*** Begin section ***
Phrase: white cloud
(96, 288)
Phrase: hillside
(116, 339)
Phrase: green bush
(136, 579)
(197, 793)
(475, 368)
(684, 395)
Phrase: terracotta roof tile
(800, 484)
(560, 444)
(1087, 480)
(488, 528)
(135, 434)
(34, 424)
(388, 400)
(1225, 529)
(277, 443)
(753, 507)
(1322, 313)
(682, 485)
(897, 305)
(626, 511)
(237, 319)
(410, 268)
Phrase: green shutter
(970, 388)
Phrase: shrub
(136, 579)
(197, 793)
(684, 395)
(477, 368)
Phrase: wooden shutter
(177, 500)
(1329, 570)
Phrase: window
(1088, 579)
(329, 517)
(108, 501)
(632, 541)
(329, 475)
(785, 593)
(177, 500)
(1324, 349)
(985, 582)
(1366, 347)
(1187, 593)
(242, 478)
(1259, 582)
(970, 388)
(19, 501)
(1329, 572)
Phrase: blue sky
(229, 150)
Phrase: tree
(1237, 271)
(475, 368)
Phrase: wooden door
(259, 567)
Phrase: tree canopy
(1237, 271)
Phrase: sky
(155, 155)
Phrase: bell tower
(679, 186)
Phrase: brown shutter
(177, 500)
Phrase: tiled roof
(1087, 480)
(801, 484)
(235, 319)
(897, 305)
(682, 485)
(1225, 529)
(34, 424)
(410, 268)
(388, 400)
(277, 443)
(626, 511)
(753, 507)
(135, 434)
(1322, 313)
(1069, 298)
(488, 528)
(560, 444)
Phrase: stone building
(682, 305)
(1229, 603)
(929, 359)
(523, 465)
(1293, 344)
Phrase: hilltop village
*** End section ***
WORK ITEM:
The only output should be the lines from the one containing "Phrase: hillside" through the final line of the material above, copied exactly.

EXERCISE RESULT:
Phrase: hillside
(116, 339)
Phrase: green bush
(136, 579)
(197, 793)
(475, 368)
(684, 395)
Phrase: terracotta roof tile
(800, 484)
(560, 444)
(1087, 480)
(488, 528)
(135, 434)
(34, 424)
(388, 400)
(1225, 529)
(277, 443)
(753, 507)
(1322, 313)
(682, 485)
(897, 305)
(626, 511)
(237, 319)
(410, 268)
Phrase: green shutter
(970, 388)
Phrase: shrub
(136, 579)
(197, 793)
(684, 395)
(477, 368)
Phrase: wooden shutter
(177, 500)
(1329, 570)
Phrase: window
(1088, 579)
(329, 517)
(108, 501)
(632, 541)
(329, 475)
(785, 593)
(177, 500)
(1324, 349)
(985, 582)
(1366, 347)
(1187, 593)
(242, 478)
(1259, 582)
(970, 388)
(19, 501)
(1329, 572)
Phrase: blue sky
(229, 150)
Phrase: tree
(1237, 271)
(475, 368)
Phrase: wooden door
(259, 567)
Phrase: tree canopy
(1237, 271)
Phrase: sky
(155, 155)
Phrase: bell tower
(679, 186)
Phrase: brown shutter
(177, 500)
Phrase: tiled roof
(1087, 480)
(801, 484)
(235, 319)
(897, 305)
(682, 485)
(1225, 529)
(34, 424)
(410, 268)
(388, 400)
(277, 443)
(626, 511)
(753, 507)
(135, 434)
(1322, 313)
(1069, 298)
(488, 528)
(560, 444)
Phrase: stone building
(682, 305)
(1229, 603)
(929, 359)
(523, 465)
(1293, 344)
Phrase: hilltop village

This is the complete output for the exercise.